** Tasks **
[a] Using the ethanol energy text, decide whether each statement agrees with it: (i) the text gives 60% as the share of corn used in animal feed; (ii) the writer has seen several decent energy estimates built on the principles described; (iii) the text says honeybees are dying from corn syrup. Answer yes or no for each, quoting the deciding words.
[b] Carry the ethanol energy text forward, starting after its final sentence.

***** Text section

Thus, any decent 'lifecycle energy cost' estimate for ethanol should (as the author points out) apply the same methodology to gasoline production from crude oil, and should also have very clear diagrams indicating what goes into the lifecycle cost estimate, and should also produce a range of estimates - i.e. a variability estimate - for example, if you save 1% in energy at stage one, how does that change the final output, compared to a 1% savings at the final step - this kind of honest analysis also helps people decide where to focus their process engineering improvement efforts.
I haven't seen a single example of a decent energy estimate based on these principles - apparently, everyone who does this has some ulterior motive in mind.
60% of the corn is used in animal feed, the idea is to use the high carb byproduct of ethanol for animal feed instead of straight corn. This can actually be better for feed than high sugar corn.
Many of the food uses for corn such as high fructose corn syrup do no digest correctly or work with our pancreases as they do with sugar. Honeybees are dying from corn syrup,etc. (If we were to evaluate the diabetes and weight impacts of some corn products for humans, ethanol would look like a better application and prices would stabilize. Though farmers honestly need to be able to make a living and their costs have gone up.)
The dual output from ethanol processing needs to be factored in to your energy use calculations, as you will be generating feed and ethanol with the same expenditure of energy.

**********
***** Data excerpts

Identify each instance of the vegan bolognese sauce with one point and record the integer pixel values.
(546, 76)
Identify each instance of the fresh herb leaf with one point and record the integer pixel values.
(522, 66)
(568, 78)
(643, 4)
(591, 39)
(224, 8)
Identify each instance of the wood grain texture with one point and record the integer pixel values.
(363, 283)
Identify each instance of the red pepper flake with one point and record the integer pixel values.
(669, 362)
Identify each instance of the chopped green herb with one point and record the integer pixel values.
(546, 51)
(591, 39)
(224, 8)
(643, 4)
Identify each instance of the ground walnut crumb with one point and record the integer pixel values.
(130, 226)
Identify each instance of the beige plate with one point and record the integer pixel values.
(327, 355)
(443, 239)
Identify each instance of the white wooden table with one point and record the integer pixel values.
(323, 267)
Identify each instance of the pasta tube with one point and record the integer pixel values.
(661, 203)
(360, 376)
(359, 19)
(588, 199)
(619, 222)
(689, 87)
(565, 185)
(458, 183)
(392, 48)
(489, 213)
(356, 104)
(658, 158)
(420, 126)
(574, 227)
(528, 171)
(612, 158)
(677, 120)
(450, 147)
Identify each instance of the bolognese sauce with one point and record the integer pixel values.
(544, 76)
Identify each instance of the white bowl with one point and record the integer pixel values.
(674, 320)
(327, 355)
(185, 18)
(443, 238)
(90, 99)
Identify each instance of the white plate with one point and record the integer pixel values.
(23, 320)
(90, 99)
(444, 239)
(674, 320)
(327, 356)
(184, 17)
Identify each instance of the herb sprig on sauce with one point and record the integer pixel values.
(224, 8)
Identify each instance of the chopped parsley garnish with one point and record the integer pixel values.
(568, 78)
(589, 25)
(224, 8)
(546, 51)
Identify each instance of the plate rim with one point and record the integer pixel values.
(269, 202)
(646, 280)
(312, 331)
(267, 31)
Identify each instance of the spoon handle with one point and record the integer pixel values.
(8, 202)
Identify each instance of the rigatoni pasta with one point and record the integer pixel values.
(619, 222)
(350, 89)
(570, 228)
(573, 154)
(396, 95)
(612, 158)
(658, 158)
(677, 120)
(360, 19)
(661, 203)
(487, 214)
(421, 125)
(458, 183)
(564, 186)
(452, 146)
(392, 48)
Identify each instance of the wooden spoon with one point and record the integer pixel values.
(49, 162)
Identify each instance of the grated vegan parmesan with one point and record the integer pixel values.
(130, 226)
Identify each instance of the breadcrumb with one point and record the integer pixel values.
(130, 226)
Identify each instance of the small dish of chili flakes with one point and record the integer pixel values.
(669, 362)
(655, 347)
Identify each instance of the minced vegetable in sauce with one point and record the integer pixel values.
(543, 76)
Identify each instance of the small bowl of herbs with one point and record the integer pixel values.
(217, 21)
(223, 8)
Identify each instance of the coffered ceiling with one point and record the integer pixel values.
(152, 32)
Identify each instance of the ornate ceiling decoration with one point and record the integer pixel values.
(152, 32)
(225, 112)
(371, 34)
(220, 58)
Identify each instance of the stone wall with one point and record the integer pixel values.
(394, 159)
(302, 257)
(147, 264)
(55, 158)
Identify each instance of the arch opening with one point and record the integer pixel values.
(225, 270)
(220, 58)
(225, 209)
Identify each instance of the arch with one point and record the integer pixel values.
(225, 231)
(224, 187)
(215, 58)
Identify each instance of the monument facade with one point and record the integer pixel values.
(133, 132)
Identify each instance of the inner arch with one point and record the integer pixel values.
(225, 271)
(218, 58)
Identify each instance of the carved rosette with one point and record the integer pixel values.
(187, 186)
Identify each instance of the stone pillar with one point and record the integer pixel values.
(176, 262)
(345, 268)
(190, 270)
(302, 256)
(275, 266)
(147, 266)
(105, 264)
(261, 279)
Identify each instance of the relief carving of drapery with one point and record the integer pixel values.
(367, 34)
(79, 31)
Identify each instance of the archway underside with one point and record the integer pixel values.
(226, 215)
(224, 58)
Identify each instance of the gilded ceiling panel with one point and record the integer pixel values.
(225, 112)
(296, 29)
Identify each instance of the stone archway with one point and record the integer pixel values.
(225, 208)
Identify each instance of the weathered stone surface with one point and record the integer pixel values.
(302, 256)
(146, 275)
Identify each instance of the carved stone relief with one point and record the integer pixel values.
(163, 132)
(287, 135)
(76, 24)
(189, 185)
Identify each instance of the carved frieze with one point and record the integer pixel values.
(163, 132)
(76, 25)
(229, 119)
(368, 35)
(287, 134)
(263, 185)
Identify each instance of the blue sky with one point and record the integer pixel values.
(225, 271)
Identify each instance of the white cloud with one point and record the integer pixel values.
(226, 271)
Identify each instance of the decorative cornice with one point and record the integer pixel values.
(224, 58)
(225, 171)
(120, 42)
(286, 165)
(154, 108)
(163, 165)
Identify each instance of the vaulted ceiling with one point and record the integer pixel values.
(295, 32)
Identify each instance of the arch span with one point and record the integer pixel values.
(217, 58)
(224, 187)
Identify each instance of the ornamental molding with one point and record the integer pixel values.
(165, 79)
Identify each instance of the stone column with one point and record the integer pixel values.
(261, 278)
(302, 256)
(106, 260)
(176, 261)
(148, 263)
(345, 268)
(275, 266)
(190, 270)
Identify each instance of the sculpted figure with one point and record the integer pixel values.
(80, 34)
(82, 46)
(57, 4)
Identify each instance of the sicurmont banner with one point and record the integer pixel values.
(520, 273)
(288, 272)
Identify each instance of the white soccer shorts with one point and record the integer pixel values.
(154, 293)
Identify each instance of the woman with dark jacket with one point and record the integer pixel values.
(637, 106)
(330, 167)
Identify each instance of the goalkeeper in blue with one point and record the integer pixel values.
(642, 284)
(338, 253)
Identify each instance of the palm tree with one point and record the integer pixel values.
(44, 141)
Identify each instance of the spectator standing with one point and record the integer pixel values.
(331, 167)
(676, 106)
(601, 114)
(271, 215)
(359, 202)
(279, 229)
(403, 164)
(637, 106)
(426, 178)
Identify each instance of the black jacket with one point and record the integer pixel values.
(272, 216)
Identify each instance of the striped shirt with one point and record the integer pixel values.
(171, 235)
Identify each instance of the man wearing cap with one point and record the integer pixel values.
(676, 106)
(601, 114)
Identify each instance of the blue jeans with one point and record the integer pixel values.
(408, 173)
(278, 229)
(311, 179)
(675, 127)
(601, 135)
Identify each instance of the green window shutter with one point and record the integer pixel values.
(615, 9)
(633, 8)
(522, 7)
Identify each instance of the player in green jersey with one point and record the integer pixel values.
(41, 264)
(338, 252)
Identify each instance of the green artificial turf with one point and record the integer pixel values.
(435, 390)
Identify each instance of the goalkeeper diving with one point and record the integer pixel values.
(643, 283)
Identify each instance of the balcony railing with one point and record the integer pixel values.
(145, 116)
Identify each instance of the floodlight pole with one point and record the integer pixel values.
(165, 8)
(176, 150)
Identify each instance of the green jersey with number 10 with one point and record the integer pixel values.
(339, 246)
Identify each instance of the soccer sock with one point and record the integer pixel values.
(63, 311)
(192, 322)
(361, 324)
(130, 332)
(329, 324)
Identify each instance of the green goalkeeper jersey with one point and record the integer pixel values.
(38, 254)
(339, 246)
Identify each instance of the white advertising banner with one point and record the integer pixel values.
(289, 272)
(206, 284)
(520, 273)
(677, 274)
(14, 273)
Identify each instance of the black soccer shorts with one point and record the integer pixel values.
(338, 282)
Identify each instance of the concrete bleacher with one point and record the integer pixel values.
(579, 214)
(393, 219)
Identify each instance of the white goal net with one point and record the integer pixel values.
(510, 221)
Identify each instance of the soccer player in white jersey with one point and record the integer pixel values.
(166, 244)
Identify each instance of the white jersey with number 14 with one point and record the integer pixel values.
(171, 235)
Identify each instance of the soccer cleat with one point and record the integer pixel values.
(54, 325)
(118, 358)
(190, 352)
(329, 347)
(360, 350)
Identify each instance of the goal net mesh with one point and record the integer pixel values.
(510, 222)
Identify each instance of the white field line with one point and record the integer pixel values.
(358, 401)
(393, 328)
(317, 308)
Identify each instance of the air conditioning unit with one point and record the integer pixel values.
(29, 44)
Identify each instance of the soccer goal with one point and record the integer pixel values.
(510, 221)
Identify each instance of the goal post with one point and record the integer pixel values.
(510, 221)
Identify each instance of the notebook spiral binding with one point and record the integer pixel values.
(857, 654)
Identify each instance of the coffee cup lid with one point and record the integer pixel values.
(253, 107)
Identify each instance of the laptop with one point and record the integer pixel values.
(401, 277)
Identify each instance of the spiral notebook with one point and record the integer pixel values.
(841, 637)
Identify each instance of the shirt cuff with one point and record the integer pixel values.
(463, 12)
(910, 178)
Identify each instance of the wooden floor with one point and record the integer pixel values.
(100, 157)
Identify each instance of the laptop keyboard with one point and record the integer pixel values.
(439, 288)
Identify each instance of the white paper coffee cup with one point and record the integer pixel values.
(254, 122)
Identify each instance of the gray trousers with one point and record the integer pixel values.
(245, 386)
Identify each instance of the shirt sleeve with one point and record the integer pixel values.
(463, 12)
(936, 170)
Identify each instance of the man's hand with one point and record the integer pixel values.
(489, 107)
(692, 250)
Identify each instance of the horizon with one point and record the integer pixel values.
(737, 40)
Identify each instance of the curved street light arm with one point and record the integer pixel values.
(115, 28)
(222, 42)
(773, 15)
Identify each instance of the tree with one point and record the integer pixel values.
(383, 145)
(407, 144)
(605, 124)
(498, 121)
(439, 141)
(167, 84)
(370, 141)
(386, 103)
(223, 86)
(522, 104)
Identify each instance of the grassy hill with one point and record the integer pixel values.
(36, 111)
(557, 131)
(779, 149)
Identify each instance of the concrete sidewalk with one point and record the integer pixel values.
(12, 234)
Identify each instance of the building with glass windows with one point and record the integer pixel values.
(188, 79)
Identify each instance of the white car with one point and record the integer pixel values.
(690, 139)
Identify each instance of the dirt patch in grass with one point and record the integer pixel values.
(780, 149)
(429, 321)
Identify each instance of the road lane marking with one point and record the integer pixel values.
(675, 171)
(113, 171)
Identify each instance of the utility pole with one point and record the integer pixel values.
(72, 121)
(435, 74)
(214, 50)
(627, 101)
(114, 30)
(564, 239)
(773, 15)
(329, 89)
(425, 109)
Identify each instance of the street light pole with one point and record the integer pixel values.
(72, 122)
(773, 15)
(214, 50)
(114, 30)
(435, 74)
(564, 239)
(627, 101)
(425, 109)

**********

** Task-by-task outputs **
[a]
(i) Yes: "60% of the corn is used in animal feed"
(ii) No: "I haven't seen a single example of a decent energy estimate based on these principles"
(iii) Yes: "Honeybees are dying from corn syrup"

[b]
Every ethonal exagerates the carbon emissions of their product. I am a Mechanical Engineer, and recently discussed this with a colleage a Chemical Engineer. First we must know where all fuel gets it energy.
CxHy + (O2+2.76N2)~ A*CO2 + B*H20 + N2 +(NOx + CO + MISC)
This is from memory it may not be 100% correct but it will surfice. Basically the power comes from splitting the carbon and hydrogen. All fuels must do this, so greenhouse emissions per HP produced is the practically the same +/- 20%.
Second, the assumption that since the crop absorbs CO2 that we do not have to count the CO2 emissions is bad, no horrible math! If you disagree answer these questions. If I burn off my field this fall, do I emit more green house gasses than if I just let it die out? Due wood burning stoves produce greenhouse gasses even if you plant a new tree? Of coarse burning it produces more greenhouse gasses. Technically if we use this logic and slowed our consuption gasoline would not be producing any carbon emissions since oil is being generated. So, unless you are cultivating a desert, the equation must read like this. Carbon burned by the car +carbon to produce ethonal-Carbon obsorbed by the plant - carbon absorbed by natural vegitation.
Finally it takes 2 gallons of ethonal to produce 3 gallons. Lets assume corn absorbs 20% more carbon than natural vegitation, and ethonal produces 20% less greenhouse gasses than gasoline. Now lets do the calculation.
.8 Carbon Gas + .8*2/3 Carbon Gas=1.336 Carbon Gas
1.336*.8Carbon Gas will equal 1.07 Carbon Gas<1 so ethonal is worse.
One more assuming everything is equal.
1.67 Carbon Gas. I believe the best ethonal can do is equal the greenhouse emissions of gas.
I have been involved in agriculture for over 40 years, and ethanol from grains is not and never will be a viable source of power. Ethanol has 66% of the energy of Gasoline. I also believe that any industry that needs a government subsidy is not a real industry. We have subsidized agriculture for 60 years and it is time to stop all subsidites including those to banks, auto industry and agriculture.